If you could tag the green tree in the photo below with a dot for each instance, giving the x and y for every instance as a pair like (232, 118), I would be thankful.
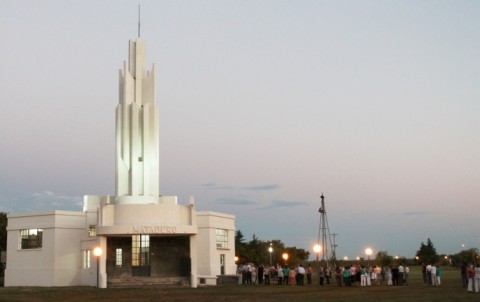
(427, 253)
(257, 251)
(467, 256)
(3, 231)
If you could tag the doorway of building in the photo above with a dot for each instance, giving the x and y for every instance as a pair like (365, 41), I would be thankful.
(141, 255)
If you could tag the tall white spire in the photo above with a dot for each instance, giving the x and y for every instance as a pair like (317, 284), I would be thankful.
(137, 130)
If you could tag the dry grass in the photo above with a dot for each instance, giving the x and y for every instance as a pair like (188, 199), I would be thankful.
(451, 290)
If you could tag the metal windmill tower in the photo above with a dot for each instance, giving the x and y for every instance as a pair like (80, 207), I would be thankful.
(324, 239)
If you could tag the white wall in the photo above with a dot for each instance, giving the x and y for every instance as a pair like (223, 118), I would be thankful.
(58, 261)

· · · · ·

*DIRECTIONS FOR THIS TASK*.
Express the data above as a two-column CSV with the columns "instruction" and "points". Give one row for each instruction with its points, place each value in a single quoted field with line breaks replaced by spaces, and omit the pictures.

*FULL ANSWER*.
instruction,points
"If you could tag the green tree in the photo below with a dot for each instance, giving the x and y for every instance as a pair like (232, 118), I would be thankful.","(427, 253) (257, 251) (467, 256) (3, 231)"
"If you could tag the doorway of building in the photo above with a dot for each instance, giving the x and y for every instance as a pair like (365, 41), I would be thankful.","(141, 255)"
"If you could tag the tall white spire in the photo above with a dot for each instance, giving the x and y for every instance as a pair like (317, 284), I would be thankful.","(137, 130)"
"If you could tag the dry grass in the photo above with a dot for each instance, giving the x and y for every instance as a pair like (188, 199), I would be thankful.","(451, 290)"
"If you could tag the metal windmill tower in the photo above with a dot for each instance, giving the x and y for every instance as a pair like (80, 207), I would be thankful.","(324, 239)"
"If you could tag the white wall in the photo above with a dot for each instance, giving the x and y for every instance as a pair like (223, 118), I would be thankful.","(58, 261)"